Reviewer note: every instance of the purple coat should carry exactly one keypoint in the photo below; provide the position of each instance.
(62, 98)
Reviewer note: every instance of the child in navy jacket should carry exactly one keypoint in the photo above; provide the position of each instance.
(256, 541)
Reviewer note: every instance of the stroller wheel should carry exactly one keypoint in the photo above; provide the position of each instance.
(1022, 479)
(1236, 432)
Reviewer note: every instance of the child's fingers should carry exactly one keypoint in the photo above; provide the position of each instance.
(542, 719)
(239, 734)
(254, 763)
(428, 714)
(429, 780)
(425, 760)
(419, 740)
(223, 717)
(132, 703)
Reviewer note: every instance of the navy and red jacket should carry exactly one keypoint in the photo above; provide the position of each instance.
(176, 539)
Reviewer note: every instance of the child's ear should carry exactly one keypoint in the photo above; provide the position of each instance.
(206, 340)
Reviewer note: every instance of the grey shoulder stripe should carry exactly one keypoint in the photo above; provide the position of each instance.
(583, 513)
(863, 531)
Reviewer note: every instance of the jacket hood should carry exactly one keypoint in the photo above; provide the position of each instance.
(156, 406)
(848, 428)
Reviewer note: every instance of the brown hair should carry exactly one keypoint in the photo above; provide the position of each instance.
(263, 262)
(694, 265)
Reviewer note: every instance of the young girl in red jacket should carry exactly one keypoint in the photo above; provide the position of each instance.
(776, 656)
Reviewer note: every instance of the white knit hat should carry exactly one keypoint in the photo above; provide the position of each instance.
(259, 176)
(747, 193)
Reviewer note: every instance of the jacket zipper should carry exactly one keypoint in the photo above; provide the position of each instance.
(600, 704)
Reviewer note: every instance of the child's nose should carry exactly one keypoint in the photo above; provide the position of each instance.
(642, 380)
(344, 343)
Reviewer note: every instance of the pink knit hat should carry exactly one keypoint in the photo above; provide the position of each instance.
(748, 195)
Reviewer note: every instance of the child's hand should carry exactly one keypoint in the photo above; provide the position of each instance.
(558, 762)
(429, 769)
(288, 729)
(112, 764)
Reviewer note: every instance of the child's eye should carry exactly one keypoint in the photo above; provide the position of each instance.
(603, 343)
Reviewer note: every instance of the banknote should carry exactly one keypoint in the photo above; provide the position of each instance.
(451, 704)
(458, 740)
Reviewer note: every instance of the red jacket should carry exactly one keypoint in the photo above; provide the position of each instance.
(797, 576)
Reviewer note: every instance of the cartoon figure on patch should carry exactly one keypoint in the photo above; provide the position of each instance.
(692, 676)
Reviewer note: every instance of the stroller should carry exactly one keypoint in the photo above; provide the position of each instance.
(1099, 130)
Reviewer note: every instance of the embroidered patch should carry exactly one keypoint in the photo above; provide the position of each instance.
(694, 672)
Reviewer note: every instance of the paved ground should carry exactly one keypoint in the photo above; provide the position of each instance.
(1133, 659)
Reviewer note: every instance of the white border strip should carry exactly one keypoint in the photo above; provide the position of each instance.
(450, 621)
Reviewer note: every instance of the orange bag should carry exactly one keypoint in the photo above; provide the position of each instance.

__WHAT YOU WILL DO__.
Please write out the records above once more, exactly and completely.

__SOLUTION__.
Reviewer note: every instance of the purple coat should carry exactly one keypoint in the photo below; provide the position of each instance.
(62, 98)
Reviewer note: every instance of the child in navy jacket should carry exactly one keypoint in the photo above; provide the position of each instance.
(256, 541)
Reviewer note: every instance of the stroller wheel should carry exactly one keypoint in the photo above; provide the position of each instance.
(1022, 479)
(1236, 432)
Reviewer note: every instance of the child's fingers should carry exactly one keypoint in the photo above; provide the position of each instance.
(542, 719)
(239, 734)
(254, 763)
(428, 714)
(429, 780)
(425, 760)
(419, 740)
(223, 717)
(132, 703)
Reviewer note: every instance of the navy and red jacket should carry exactly one keypoint in the photo above; provide the position of each instance.
(176, 539)
Reviewer note: every instance of the child's ear should carry exactly one keypoint in the photo above; provide the position of each instance.
(206, 340)
Reviewer note: every instance of the grey shoulder stripe should carry exactly one keypoint in the photo above; provide the position of each instance.
(583, 513)
(863, 531)
Reviewer note: every instance of the jacket hood should carry exactly one keypoint in the photo above; provide the position of each instance.
(156, 406)
(848, 428)
Reviewer note: every instance of the brown hair should carry exactly one keypoint in the photo above; provide the position of each instance.
(263, 262)
(694, 265)
Reviewer note: every instance of the young girl in red jacket should carry exactly one keypoint in the photo above; provide the position of each instance.
(776, 656)
Reviewer note: every instance of the white knit hat should carry exactly one keypoint in the photo above; provide the position of each instance.
(259, 176)
(747, 193)
Reviewer note: every instance of the jacket zipper should carry exactly one keypoint in the photo above; provide the position of each instance.
(600, 704)
Reviewer note: every instance of the child's nose should carry exactly one keypoint in the photo above; provide the position of each instance.
(642, 380)
(344, 343)
Reviewer note: every instance of the pink knit hat should carry exactly one keypoint in the photo above; provide the position of each instance.
(748, 195)
Reviewer note: every instance of the child's hand should carry exactly one keypoint in the photo above; provide the position of each instance.
(558, 762)
(429, 769)
(288, 729)
(112, 764)
Reviewer note: every instance of the child's eye should carry exactly one keypoint in the photo above; provide the position of each instance.
(603, 343)
Reviewer note: every instance of the banknote should carry exactly one keypoint in the photo above; provide the position of each instance.
(451, 704)
(458, 740)
Reviewer note: every instance of the red jacket should carry exactly one keypoint in the photo above; provide the position of each instance.
(797, 576)
Reviewer note: every instance of the cartoon figure on patch should carry exactly one keypoint in the photo above; provide the position of each instance.
(692, 676)
Reviewer note: every instance of the stroller should carry exactly one keypoint in the photo above; provide the position of each instance.
(1099, 130)
Reviewer note: every instance of the embroidered patch should carry exactly one keypoint in the photo above; provide the position of each instance.
(694, 672)
Reviewer note: every instance of the paved ground should carry exactly one keypoint in the photo above; provide the position of each instance.
(1133, 659)
Reviewer note: every instance of the white border strip should carry exactly one keypoint in the photo above; provide the position of each instance.
(450, 621)
Reviewer note: every instance of the orange bag should carry exactly one keypoint in the photo above; provide the position of each instance.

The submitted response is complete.